• [RECORDS SHOWN]:

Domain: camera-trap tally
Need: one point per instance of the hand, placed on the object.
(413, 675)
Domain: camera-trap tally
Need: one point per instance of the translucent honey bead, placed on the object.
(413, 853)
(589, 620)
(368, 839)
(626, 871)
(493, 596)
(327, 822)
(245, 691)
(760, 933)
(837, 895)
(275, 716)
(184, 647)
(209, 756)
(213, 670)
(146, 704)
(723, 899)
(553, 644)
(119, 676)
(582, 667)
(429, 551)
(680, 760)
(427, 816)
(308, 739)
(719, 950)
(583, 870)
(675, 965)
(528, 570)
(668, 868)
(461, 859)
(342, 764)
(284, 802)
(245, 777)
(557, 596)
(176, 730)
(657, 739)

• [TASK REQUIREMENTS]: Can you put every line of the listing above into a JSON list of strings, one string per line, with blank lines left out?

• [WRITTEN RESPONSE]:
[
  "Domain: camera-trap tally",
  "Need: one point per instance of the hand, placed on the object.",
  "(413, 675)",
  "Domain: camera-trap tally",
  "Need: one point per instance of the translucent honey bead, placed on the object.",
  "(413, 853)",
  "(589, 620)",
  "(368, 839)",
  "(626, 871)",
  "(493, 596)",
  "(327, 822)",
  "(245, 691)",
  "(760, 933)",
  "(837, 895)",
  "(275, 716)",
  "(184, 647)",
  "(209, 756)",
  "(213, 670)",
  "(146, 704)",
  "(723, 899)",
  "(553, 644)",
  "(119, 676)",
  "(582, 667)",
  "(429, 551)",
  "(680, 760)",
  "(427, 816)",
  "(308, 739)",
  "(719, 950)",
  "(583, 870)",
  "(675, 965)",
  "(528, 570)",
  "(668, 868)",
  "(461, 859)",
  "(342, 764)",
  "(284, 802)",
  "(245, 777)",
  "(557, 596)",
  "(176, 730)",
  "(657, 739)"
]